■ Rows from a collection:
<<<<
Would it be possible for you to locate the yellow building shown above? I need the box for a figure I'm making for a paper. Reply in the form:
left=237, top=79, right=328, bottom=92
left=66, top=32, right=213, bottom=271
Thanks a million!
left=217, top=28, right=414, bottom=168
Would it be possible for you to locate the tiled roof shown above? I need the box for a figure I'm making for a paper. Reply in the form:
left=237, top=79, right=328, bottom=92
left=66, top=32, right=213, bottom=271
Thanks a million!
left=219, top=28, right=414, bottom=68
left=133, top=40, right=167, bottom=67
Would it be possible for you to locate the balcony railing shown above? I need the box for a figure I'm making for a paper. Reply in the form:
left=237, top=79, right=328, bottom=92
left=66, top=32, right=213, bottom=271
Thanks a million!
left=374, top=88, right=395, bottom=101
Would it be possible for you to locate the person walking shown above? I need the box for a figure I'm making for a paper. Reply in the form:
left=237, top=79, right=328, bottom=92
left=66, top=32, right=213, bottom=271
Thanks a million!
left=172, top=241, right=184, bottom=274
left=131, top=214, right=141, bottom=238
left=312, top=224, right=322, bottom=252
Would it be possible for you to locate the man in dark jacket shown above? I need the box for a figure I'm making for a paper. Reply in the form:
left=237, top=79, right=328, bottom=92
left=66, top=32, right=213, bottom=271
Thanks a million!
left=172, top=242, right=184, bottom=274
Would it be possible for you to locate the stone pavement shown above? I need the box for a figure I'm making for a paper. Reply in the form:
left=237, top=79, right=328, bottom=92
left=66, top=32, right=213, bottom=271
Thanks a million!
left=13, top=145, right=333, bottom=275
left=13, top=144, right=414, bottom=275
>>>>
Rewrite the lines above, starting at the line containing "Would it be possible for you to locate the tiled" and ending at the line containing "left=133, top=40, right=167, bottom=67", requests included, with each box coordinate in the answers multiplied by 0.6 and rounded to a whole number, halves up. Leave the numbers in the requests and their sample formats as they are.

Would it be possible for you to locate the tiled roof shown above? I need the box for a figure I'm making for a paper. Reply in the form:
left=237, top=79, right=328, bottom=92
left=66, top=32, right=213, bottom=271
Thanks a million!
left=131, top=17, right=248, bottom=41
left=80, top=24, right=100, bottom=40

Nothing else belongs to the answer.